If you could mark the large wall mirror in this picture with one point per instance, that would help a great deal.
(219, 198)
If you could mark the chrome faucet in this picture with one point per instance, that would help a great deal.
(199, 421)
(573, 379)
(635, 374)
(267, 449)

▸ EXERCISE PROMPT: Only the lines from the one with "If you could mark the chrome" through the end of the listing should be output, exactly as they appear.

▸ ANSWER BELOW:
If you could mark the chrome faucet in this picture with one point per instance, that would help a great deal.
(199, 421)
(573, 379)
(635, 374)
(267, 449)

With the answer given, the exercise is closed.